WHAT TO DO:
The line containing "Return one point per instance of the conifer" marks where to begin; quote it and every line after it through the end of the data, exactly as written.

INPUT RECORDS:
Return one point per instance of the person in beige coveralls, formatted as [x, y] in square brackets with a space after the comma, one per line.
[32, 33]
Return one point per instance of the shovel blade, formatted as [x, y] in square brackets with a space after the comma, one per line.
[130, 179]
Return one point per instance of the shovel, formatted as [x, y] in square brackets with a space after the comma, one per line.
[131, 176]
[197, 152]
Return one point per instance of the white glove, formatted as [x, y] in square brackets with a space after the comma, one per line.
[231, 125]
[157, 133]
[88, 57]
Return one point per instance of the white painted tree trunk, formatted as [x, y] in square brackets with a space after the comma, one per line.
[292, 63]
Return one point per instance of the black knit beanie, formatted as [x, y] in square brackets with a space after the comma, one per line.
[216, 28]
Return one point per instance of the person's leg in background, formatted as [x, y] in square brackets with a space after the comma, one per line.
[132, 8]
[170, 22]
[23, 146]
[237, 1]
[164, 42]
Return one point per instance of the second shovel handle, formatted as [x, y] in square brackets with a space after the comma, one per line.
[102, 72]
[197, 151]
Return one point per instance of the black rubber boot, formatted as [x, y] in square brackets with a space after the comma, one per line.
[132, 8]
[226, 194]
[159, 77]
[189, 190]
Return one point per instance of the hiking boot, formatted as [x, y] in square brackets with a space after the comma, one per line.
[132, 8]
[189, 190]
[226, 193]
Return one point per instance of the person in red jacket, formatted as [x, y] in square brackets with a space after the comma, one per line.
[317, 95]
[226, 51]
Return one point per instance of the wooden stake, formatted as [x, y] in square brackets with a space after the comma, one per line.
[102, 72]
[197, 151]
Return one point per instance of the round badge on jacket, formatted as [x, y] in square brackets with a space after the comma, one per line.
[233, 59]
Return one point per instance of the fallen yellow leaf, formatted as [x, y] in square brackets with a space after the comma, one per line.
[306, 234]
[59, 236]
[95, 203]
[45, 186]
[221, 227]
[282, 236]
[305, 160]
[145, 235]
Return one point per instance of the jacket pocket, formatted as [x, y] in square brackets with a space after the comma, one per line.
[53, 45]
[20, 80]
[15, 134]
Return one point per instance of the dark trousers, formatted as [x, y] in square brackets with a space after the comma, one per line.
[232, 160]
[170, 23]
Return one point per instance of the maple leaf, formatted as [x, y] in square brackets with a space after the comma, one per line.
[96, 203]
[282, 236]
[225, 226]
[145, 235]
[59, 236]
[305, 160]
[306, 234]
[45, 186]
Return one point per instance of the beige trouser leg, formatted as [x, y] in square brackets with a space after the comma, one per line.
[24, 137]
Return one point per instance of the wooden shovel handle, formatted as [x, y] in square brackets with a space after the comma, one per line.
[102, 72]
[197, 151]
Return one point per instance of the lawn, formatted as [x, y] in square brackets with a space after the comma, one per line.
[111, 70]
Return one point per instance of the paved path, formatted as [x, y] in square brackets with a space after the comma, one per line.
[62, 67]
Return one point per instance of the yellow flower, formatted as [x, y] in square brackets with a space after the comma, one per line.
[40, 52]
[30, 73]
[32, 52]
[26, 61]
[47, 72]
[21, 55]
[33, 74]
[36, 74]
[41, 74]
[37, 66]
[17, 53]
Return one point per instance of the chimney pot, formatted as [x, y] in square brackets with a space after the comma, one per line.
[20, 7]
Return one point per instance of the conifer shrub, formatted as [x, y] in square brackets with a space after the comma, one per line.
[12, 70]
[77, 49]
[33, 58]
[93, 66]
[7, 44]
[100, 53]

TASK RESULT:
Return one point per instance of the conifer shrub, formatted as [x, y] in square brackets with a space after the comma, one per line.
[12, 70]
[77, 49]
[33, 58]
[93, 66]
[7, 44]
[100, 53]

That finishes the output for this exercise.